───── EXCERPT ─────
T-Pain singles chronology
| "What It Is (Strike a Pose)" (2008) | "Can't Believe It" (2008) | "Go Girl" (2008) |

Lil Wayne singles chronology
| ""My Life"" (2008) | ""Can't Believe It"" (2008) | ""Let It Rock"" (2008) |

Alternative cover
- Digital cover art of the "Can't Believe It" Remix featuring Justin Timberlake.

= Can't Believe It (T-Pain song) =

"Can't Believe It" is a single by American singer T-Pain. It was released on July 29, 2008, as the first official single from T-Pain's album Thr33 Ringz. The song features rapper Lil Wayne, marking the second collaboration between T-Pain and Lil Wayne being released as a single.

==Music video==
The video premiered on BET's Access Granted on Monday August 25, 2008, at 7:30 pm. It was made in front of a green screen and features many special effects. The video is mostly based on T-Pain's Thr33 Ringz; the music video had many effects from the circus. T-Pain served as an assistant director; however, he was never credited for it.

Dolla, MeMpHitz and the entire Nappy Boy Entertainment roster (Tay Dizm, Jay Lyriq, Sophia Fresh, Young Cash, and DJ Lil Boy) make a cameo appearance towards the end of the video.
───── DATA UNDER STUDY ─────
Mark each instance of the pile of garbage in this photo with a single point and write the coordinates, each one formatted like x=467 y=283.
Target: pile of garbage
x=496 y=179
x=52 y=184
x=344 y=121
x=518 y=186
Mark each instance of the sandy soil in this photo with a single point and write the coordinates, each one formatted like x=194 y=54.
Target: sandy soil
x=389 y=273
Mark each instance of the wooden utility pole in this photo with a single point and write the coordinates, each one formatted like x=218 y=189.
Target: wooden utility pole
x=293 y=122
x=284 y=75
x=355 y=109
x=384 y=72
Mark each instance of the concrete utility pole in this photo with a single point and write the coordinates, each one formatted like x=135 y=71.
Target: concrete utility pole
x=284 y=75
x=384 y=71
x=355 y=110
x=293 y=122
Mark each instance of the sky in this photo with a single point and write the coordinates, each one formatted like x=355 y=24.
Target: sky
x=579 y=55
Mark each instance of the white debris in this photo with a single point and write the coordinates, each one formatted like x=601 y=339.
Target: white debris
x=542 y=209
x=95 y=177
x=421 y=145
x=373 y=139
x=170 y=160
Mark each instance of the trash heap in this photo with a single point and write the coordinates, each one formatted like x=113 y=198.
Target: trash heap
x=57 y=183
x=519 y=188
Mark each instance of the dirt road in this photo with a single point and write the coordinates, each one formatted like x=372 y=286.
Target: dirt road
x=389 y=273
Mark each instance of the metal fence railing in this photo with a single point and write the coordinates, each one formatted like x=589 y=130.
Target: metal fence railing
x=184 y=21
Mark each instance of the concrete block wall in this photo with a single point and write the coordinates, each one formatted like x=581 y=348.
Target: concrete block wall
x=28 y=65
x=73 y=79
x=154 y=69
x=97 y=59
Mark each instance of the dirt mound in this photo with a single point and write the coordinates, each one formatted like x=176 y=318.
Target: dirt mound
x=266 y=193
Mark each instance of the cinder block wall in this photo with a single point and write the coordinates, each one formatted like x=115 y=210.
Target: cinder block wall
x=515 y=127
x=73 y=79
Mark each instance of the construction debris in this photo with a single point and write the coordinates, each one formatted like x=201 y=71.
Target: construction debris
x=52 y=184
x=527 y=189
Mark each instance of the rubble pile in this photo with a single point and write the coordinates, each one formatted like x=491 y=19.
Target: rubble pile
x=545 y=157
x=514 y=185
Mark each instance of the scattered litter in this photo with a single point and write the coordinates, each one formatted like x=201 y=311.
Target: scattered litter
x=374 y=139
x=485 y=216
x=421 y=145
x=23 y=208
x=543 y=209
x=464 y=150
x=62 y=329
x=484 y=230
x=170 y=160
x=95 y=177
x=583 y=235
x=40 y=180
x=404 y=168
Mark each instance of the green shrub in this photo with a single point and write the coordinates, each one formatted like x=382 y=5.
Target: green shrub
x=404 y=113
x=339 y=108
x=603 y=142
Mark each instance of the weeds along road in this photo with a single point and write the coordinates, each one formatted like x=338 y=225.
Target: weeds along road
─────
→ **ASSIGNMENT 1**:
Turn the excerpt's paragraph beginning "The video premiered on BET's Access Granted" into a short bulleted list that keeps its main facts.
→ **ASSIGNMENT 2**:
Retype part of the excerpt, beginning at the words "Alternative cover" and stopping after "as a single.".
The records were taken from a different source than the excerpt.

→ **EXPECTED OUTPUT 1**:
- Premiered on BET's Access Granted on Monday, August 25, 2008, at 7:30 pm
- Filmed in front of a green screen, with many special effects
- Mostly based on T-Pain's Thr33 Ringz, with many circus effects
- T-Pain worked as an assistant director but was never credited

→ **EXPECTED OUTPUT 2**:
Alternative cover
- Digital cover art of the "Can't Believe It" Remix featuring Justin Timberlake.

= Can't Believe It (T-Pain song) =

"Can't Believe It" is a single by American singer T-Pain. It was released on July 29, 2008, as the first official single from T-Pain's album Thr33 Ringz. The song features rapper Lil Wayne, marking the second collaboration between T-Pain and Lil Wayne being released as a single.